• [Study text]
Segment Open

Training models at lower costs while maintaining or improving performance is common. For instance, Hugging Face’s DistilBERT reduced Google’s BERT model size by 40% while retaining 97% of its performance on downstream tasks. Similarly, Google’s GLaM, with 1.2 trillion parameters – seven times more than GPT-3’s 175 billion – activates only about 97 billion parameters per token prediction. This design allowed GLaM to use just one-third of the energy required for GPT-3 and half the computational power during inference.

So why is DeepSeek-V3 generating so much buzz? In addition to its architectural innovations, perhaps most notably, it’s developed by a Chinese AI lab, which cannot access the most advanced GPU. “DeepSeek’s issue isn’t a lack of money; it’s the restrictions on high-end chips,” said Liang in an interview.

The DeepSeek-V3 technical report explicitly said in the abstract that the model required just 2.788 million H800 GPU hours for full training.

The H800 GPU, a modified version of Nvidia’s flagship H100, is designed for the Chinese market due to U.S. export controls starting October 2022. H800 features reduced interconnect bandwidth (400 GBps vs. H100’s 900 GBps). Until October 2023, the H800 was the best GPU available to Chinese customers, though more recent export controls have limited access to even these, leaving Chinese companies with the less capable H20 models. According to the Financial Times, ByteDance and Tencent each ordered around 230,000 Nvidia chips, including the H20, last year.

Nvidia AI Chips: A100 A800 H100 H800 B200 | FiberMall — Credit to Fibermall

These export controls, citing national security concerns, aim to curb China’s access to advanced AI chips, potentially slowing its ability to develop and deploy cutting-edge AI models for military applications. However, most Chinese AI development remains focused on civilian and commercial uses, such as e-commerce and social media.

Faced with hardware restrictions, Chinese AI labs like DeepSeek are forced to innovate in algorithms, architectures, and training strategies. A researcher estimated that DeepSeek improved the usage efficiency of H800 by 60% in six months. For DeepSeek-V3, the value reached 196, as 37 billion parameters × 14.8 trillion tokens ÷ 2.788 million GPU hours. In comparison, DeepSeek-V2 had a value of 121, calculated as 21 billion parameters ÷ 0.1728 million GPU hours (per 1 trillion tokens). DeepSeek-V3’s Model FLOPs Utilization (MFU) is estimated at 39.0% for 4K context length pre-training.

DeepSeek-V3 is a great example of a principle shared by Alexandr Wang of Scale AI: “Improving on any one of the three pillars of AI (compute, data and algorithms) improves the technology as a whole.”

Segment Closed

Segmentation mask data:
Segment Open

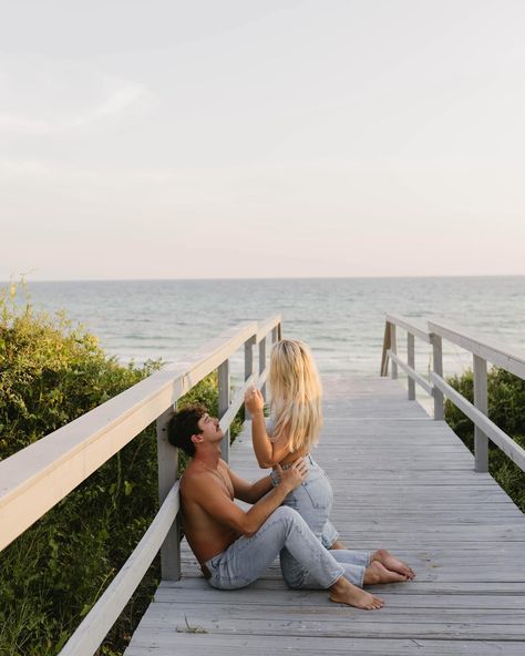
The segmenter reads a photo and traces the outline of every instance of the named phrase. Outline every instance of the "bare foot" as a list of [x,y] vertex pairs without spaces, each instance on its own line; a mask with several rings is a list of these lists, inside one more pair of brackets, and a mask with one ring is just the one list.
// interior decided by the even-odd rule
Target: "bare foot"
[[363,611],[379,611],[379,608],[384,606],[383,599],[356,587],[344,576],[338,578],[330,587],[330,601],[337,604],[347,604],[347,606],[362,608]]
[[384,565],[387,570],[390,570],[390,572],[398,572],[398,574],[402,574],[409,580],[415,577],[415,572],[412,570],[412,567],[409,567],[406,563],[403,563],[403,561],[400,561],[393,556],[385,549],[378,549],[378,551],[370,558],[370,562],[379,562]]
[[408,580],[409,578],[405,574],[391,572],[390,570],[387,570],[387,567],[379,561],[373,561],[364,570],[363,583],[366,585],[375,585],[378,583],[402,583],[403,581]]

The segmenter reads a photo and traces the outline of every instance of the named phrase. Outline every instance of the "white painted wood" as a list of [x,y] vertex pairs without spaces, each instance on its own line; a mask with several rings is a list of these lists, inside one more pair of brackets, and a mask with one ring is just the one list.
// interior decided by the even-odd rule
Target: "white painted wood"
[[389,375],[389,355],[388,355],[389,350],[390,350],[390,321],[387,320],[384,324],[383,350],[381,351],[381,367],[379,370],[380,376],[388,376]]
[[[432,335],[432,367],[436,376],[443,376],[443,344],[439,335]],[[432,376],[430,379],[433,380]],[[443,393],[434,386],[432,396],[434,397],[434,420],[441,421],[444,417]]]
[[282,324],[282,315],[276,315],[275,317],[270,317],[269,319],[261,321],[257,327],[257,336],[256,336],[256,344],[260,344],[262,340],[272,334],[272,342],[274,342],[274,331],[277,332],[280,330],[280,326]]
[[431,380],[469,419],[471,419],[482,431],[497,444],[500,449],[508,455],[508,458],[517,464],[517,467],[525,471],[525,450],[519,447],[512,438],[502,431],[493,421],[488,419],[483,412],[480,412],[472,403],[470,403],[462,394],[455,391],[441,376],[431,373]]
[[[474,407],[483,414],[488,413],[488,394],[486,379],[486,360],[474,356]],[[488,438],[478,426],[474,426],[474,455],[475,470],[488,471]]]
[[[264,373],[266,369],[266,338],[259,341],[259,377]],[[266,383],[260,386],[260,391],[262,393],[262,398],[266,401]]]
[[418,337],[418,339],[421,339],[426,344],[431,342],[431,336],[429,330],[422,322],[418,321],[416,319],[411,319],[409,317],[403,317],[401,315],[392,315],[390,312],[387,312],[387,321],[390,324],[394,324],[400,328],[403,328],[403,330],[406,330],[406,332],[414,335],[415,337]]
[[120,451],[257,331],[244,324],[0,462],[0,549]]
[[[428,380],[425,380],[422,376],[420,376],[411,367],[405,365],[403,362],[403,360],[401,360],[401,358],[399,356],[397,356],[395,353],[393,353],[390,349],[387,351],[387,353],[388,353],[388,357],[392,360],[392,362],[395,362],[395,365],[398,367],[400,367],[406,373],[406,376],[409,377],[409,380],[414,380],[420,387],[422,387],[424,389],[424,391],[428,394],[432,394],[433,388],[432,388],[432,385]],[[415,392],[414,392],[414,399],[415,399]]]
[[463,330],[441,321],[429,321],[431,332],[440,335],[443,339],[455,344],[471,353],[525,379],[525,353],[506,345],[498,345],[491,338],[476,337]]
[[[229,408],[231,383],[229,378],[229,360],[225,360],[218,368],[218,416],[222,419]],[[220,453],[225,462],[229,462],[229,424],[224,431],[220,442]]]
[[[395,324],[390,322],[390,353],[392,355],[397,355],[398,352],[398,338],[397,338],[397,328],[395,328]],[[392,360],[392,379],[397,379],[398,378],[398,362],[393,359],[390,358]]]
[[[275,330],[275,329],[272,329]],[[251,337],[247,339],[245,342],[245,381],[249,380],[251,376],[255,373],[255,363],[254,363],[254,346],[256,344],[256,337]],[[250,419],[248,408],[245,408],[245,418]]]
[[[173,413],[174,409],[171,407],[156,421],[159,505],[164,503],[177,481],[178,449],[175,449],[167,439],[167,427]],[[161,546],[161,574],[164,581],[181,578],[181,522],[178,515]]]
[[231,399],[231,403],[229,404],[228,410],[223,414],[219,426],[220,429],[226,434],[226,431],[229,430],[231,422],[235,419],[235,416],[239,411],[240,406],[243,406],[245,401],[245,393],[253,385],[255,385],[255,377],[250,376],[248,380],[245,380],[241,388],[239,388],[236,392],[234,398]]
[[[332,482],[332,520],[351,547],[385,546],[416,580],[374,587],[387,605],[373,614],[331,604],[325,591],[288,590],[278,561],[247,588],[223,593],[183,543],[183,578],[162,584],[126,656],[525,653],[523,514],[398,382],[339,376],[323,389],[315,458]],[[246,424],[235,441],[231,467],[255,480],[249,432]],[[208,633],[187,633],[186,617]]]
[[60,656],[92,656],[97,649],[152,564],[178,509],[177,482],[135,551],[68,640]]
[[[410,369],[415,371],[415,348],[412,332],[406,332],[406,362]],[[411,376],[409,376],[409,401],[415,401],[415,382]]]

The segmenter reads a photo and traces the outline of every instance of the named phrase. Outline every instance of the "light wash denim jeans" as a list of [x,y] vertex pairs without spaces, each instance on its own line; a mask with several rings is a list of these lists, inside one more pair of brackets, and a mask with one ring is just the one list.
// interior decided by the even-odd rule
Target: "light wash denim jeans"
[[[333,503],[332,486],[325,471],[310,454],[305,457],[305,462],[308,465],[308,475],[288,494],[284,505],[296,510],[321,544],[329,549],[338,537],[336,529],[328,519]],[[272,471],[270,476],[276,485],[279,482],[277,472]],[[333,535],[334,539],[332,539]],[[350,583],[362,587],[364,570],[370,564],[370,554],[351,550],[333,550],[330,553],[343,566],[344,576]],[[286,547],[280,553],[280,566],[282,577],[290,587],[316,587],[311,573]]]
[[[275,419],[269,417],[266,420],[266,432],[271,437],[274,434],[274,430]],[[285,505],[289,505],[290,508],[297,510],[299,514],[306,520],[313,533],[316,533],[316,535],[319,533],[319,525],[322,523],[322,530],[320,532],[321,542],[327,549],[330,549],[332,544],[339,539],[339,533],[336,530],[336,526],[329,520],[333,502],[332,488],[327,474],[317,464],[317,462],[315,462],[310,454],[306,457],[306,461],[310,469],[310,490],[306,491],[306,494],[310,493],[310,496],[316,496],[316,500],[312,501],[313,509],[310,506],[309,500],[305,496],[305,494],[301,493],[301,491],[294,491],[290,493],[285,500]],[[277,485],[279,482],[277,472],[274,471],[270,475],[274,485]],[[322,481],[322,484],[316,484],[318,483],[318,480],[321,478],[321,475],[325,476],[326,483]]]
[[208,583],[219,590],[245,587],[265,572],[284,547],[308,572],[316,588],[330,587],[344,574],[344,567],[322,546],[305,520],[281,505],[251,537],[239,537],[206,562]]

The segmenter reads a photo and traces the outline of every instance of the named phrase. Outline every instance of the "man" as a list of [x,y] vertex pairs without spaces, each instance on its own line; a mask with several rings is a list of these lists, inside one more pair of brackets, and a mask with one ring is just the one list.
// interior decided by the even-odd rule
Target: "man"
[[[218,420],[200,404],[176,412],[168,427],[169,442],[192,457],[181,479],[184,532],[208,583],[219,590],[249,585],[286,547],[308,570],[309,587],[327,588],[337,603],[381,608],[382,599],[350,583],[344,563],[332,555],[338,552],[325,549],[296,511],[281,506],[308,472],[303,460],[286,470],[278,467],[280,481],[275,486],[269,475],[249,483],[220,459],[223,437]],[[234,499],[253,505],[245,512]],[[384,566],[384,554],[371,556],[366,584],[406,581],[405,574]],[[388,557],[391,570],[394,564],[404,565]]]

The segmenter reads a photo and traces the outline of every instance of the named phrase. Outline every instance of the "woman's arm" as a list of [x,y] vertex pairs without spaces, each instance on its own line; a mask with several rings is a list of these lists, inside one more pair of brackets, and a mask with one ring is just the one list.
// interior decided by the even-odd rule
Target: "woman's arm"
[[251,414],[251,442],[257,462],[261,469],[274,467],[289,453],[288,439],[282,435],[276,442],[270,441],[262,412],[265,400],[259,390],[248,390],[245,404]]

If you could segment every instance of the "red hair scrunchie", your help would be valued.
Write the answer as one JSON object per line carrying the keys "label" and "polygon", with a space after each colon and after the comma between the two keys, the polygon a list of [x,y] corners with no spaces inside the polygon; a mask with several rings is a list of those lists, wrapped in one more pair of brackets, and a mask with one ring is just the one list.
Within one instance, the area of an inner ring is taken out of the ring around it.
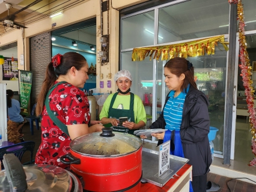
{"label": "red hair scrunchie", "polygon": [[52,65],[53,65],[54,68],[57,67],[61,64],[61,58],[62,55],[58,53],[55,56],[53,56],[52,58]]}

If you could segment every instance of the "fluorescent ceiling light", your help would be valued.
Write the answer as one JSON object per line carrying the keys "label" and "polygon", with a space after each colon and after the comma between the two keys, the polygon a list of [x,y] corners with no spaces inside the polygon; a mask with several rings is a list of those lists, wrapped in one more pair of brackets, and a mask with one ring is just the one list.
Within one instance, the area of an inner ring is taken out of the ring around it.
{"label": "fluorescent ceiling light", "polygon": [[61,12],[59,12],[59,13],[56,13],[55,14],[52,14],[52,15],[50,16],[50,17],[52,18],[52,17],[55,17],[56,16],[59,16],[59,15],[60,15],[60,14],[61,14],[62,13],[63,13],[62,11],[61,11]]}
{"label": "fluorescent ceiling light", "polygon": [[221,26],[219,26],[219,28],[224,28],[224,26],[230,26],[230,25],[221,25]]}
{"label": "fluorescent ceiling light", "polygon": [[[256,20],[249,20],[249,22],[245,22],[245,24],[249,23],[252,23],[252,22],[256,22]],[[223,27],[228,26],[230,26],[230,25],[221,25],[221,26],[219,26],[219,28],[223,28]]]}
{"label": "fluorescent ceiling light", "polygon": [[72,41],[72,44],[73,46],[77,46],[78,44],[76,43],[76,41],[73,40]]}
{"label": "fluorescent ceiling light", "polygon": [[[154,34],[153,32],[151,32],[151,31],[149,31],[149,30],[148,30],[148,29],[144,29],[144,30],[145,30],[145,31],[147,31],[147,32],[149,32],[150,34],[151,34],[152,35],[154,35]],[[158,37],[159,37],[160,38],[162,38],[162,39],[163,39],[163,37],[161,37],[161,36],[159,36],[159,35],[158,35]]]}

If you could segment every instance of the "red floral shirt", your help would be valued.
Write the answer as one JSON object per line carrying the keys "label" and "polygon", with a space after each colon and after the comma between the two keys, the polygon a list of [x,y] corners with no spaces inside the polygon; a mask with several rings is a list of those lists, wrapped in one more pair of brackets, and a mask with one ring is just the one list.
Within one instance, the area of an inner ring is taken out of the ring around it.
{"label": "red floral shirt", "polygon": [[[52,91],[49,99],[50,109],[65,125],[88,124],[91,116],[88,98],[78,88],[68,83],[60,84]],[[41,115],[41,142],[35,163],[66,168],[68,165],[60,162],[59,157],[69,152],[71,139],[53,123],[45,106]]]}

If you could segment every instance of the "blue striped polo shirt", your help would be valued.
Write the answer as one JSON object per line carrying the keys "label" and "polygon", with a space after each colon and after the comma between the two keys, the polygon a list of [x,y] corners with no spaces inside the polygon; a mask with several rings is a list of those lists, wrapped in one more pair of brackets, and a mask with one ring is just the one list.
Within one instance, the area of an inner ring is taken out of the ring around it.
{"label": "blue striped polo shirt", "polygon": [[186,91],[184,89],[178,97],[174,98],[175,91],[171,91],[169,99],[163,109],[163,118],[166,125],[165,128],[169,130],[180,130],[182,121],[182,113],[186,95],[189,91],[190,84],[187,85]]}

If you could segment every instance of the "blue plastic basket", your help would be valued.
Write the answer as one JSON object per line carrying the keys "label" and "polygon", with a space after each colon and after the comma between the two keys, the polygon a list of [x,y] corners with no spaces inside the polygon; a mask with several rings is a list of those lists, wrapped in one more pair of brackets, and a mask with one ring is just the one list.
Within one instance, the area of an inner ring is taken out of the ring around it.
{"label": "blue plastic basket", "polygon": [[218,131],[219,131],[219,130],[217,128],[214,127],[210,127],[210,132],[208,134],[208,139],[209,139],[209,142],[215,139]]}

Segment Closed

• [Exercise objective] Retype part of the DeepSeek-V3 passage word for word, beginning at the words "These export controls, citing" and stopping after "and social media.". These records have no connection to the DeepSeek-V3 passage.

• [Answer box]
These export controls, citing national security concerns, aim to curb China’s access to advanced AI chips, potentially slowing its ability to develop and deploy cutting-edge AI models for military applications. However, most Chinese AI development remains focused on civilian and commercial uses, such as e-commerce and social media.